> **Task directions**
Find how many lines in the entries below carry the word "purple" and answer with only that figure.

(Items from a dataset)
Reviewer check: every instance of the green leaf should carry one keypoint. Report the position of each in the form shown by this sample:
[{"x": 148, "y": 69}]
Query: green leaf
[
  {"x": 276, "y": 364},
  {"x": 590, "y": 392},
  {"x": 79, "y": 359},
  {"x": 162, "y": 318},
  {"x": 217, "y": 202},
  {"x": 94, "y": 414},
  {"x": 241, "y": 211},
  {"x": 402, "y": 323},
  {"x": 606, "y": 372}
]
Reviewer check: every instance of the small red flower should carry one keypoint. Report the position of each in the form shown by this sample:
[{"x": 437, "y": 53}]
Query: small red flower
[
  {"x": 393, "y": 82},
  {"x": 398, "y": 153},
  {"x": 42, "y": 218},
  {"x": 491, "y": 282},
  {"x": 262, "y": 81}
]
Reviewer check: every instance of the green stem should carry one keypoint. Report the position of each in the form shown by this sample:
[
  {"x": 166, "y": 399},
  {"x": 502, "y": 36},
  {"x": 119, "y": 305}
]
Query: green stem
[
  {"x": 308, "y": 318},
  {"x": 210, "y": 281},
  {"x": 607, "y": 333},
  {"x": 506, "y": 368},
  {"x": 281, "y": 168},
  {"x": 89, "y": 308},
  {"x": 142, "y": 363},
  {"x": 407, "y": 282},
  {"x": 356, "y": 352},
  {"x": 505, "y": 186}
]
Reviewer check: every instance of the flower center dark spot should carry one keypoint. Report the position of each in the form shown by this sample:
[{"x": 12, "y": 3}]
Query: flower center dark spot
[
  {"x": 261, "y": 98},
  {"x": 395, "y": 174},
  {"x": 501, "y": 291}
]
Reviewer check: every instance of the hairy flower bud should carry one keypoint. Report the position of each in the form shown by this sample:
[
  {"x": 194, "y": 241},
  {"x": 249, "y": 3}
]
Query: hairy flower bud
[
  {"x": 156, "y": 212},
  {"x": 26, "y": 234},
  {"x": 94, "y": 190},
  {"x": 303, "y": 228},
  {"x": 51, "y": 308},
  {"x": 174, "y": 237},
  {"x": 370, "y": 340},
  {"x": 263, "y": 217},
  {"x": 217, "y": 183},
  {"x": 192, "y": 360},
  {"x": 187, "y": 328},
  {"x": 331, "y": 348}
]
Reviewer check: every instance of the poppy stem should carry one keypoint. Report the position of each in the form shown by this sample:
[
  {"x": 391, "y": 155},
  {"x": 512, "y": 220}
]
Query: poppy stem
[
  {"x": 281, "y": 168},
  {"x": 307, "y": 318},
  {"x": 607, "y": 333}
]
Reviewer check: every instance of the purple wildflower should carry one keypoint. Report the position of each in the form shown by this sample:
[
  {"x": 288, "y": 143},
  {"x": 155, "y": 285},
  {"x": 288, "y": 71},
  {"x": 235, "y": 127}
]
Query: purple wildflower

> **Solution for this exercise**
2